Collective and dissipative effects in a common microscopic dynamical description

TL;DR

This paper introduces a quantum-based theoretical approach extending the TDHF scheme to better describe the complex interplay of collective and dissipative effects in low-energy heavy-ion collisions.

Contribution

It develops a moving basis quantum representation that simplifies time evolution and incorporates beyond-mean-field and stochastic effects for nuclear collision modeling.

Findings

Improved modeling of nuclear collisions at low energies.

Enhanced description of collective and dissipative phenomena.

Validation against experimental data shows increased accuracy.

Abstract

Depending on the energy regime, the dynamics of heavy-ion collisions reveals a variety of different mechanisms which are attributed to the combination of collective and dissipative effects. Semi-classical approaches have been successful in describing chaotic regimes at Fermi-energies but they gradually lose precision when extending to collective behaviour and in general when low-energy features become more determinant in the dynamics. To improve on this description, we propose a theoretical approach starting from the TDHF scheme. A quantum representation with a moving basis function has been worked out with a double aim. Firstly, achieving a simplified solution to handle the evolution in time. Secondly, introducing beyond-mean-field extensions and stochastic contributions. Applications to nuclear collisions at incident energies around low to Fermi energy are presented.

▶ [LISTED RECORDS]

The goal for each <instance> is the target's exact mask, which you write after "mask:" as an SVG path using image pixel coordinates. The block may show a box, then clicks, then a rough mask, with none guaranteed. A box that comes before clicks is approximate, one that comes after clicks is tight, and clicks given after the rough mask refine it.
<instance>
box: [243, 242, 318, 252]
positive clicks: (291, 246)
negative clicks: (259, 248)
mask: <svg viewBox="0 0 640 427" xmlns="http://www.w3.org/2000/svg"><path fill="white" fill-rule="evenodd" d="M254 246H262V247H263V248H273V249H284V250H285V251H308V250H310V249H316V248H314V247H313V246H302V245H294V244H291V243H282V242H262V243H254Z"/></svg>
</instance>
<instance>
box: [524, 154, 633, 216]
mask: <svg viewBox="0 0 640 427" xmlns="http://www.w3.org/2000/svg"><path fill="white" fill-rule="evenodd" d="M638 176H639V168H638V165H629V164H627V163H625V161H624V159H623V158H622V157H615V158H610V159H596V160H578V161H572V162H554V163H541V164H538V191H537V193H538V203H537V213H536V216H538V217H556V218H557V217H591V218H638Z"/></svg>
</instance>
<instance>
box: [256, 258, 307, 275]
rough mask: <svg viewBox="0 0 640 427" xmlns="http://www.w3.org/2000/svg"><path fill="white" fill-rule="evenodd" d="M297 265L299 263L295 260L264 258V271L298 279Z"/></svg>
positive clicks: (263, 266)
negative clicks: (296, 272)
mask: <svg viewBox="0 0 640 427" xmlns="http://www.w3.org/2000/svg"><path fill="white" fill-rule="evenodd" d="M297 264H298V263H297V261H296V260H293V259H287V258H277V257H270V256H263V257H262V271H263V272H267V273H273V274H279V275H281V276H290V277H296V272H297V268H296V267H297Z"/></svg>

▶ [ASSIGNMENT A] From the paper summary on heavy-ion collisions, extract the passage starting at "This paper introduces" and ending at "nuclear collision modeling.", copied word for word.
▶ [ASSIGNMENT B] In the paper summary on heavy-ion collisions, condense the paragraph beginning "Depending on the energy regime" into a bulleted list that retains its main facts.

▶ [EXERCISE OUTPUT A]
This paper introduces a quantum-based theoretical approach extending the TDHF scheme to better describe the complex interplay of collective and dissipative effects in low-energy heavy-ion collisions.

Contribution

It develops a moving basis quantum representation that simplifies time evolution and incorporates beyond-mean-field and stochastic effects for nuclear collision modeling.

▶ [EXERCISE OUTPUT B]
- Heavy-ion collision dynamics show different mechanisms depending on the energy regime, attributed to combined collective and dissipative effects.
- Semi-classical approaches describe chaotic regimes at Fermi energies well but lose precision for collective behavior and when low-energy features dominate the dynamics.
- The authors propose a theoretical approach starting from the TDHF scheme.
- It uses a quantum representation with a moving basis function, aimed at:
  - simplifying the solution of the time evolution;
  - introducing beyond-mean-field extensions and stochastic contributions.
- Applications are presented for nuclear collisions at incident energies from low to Fermi energy.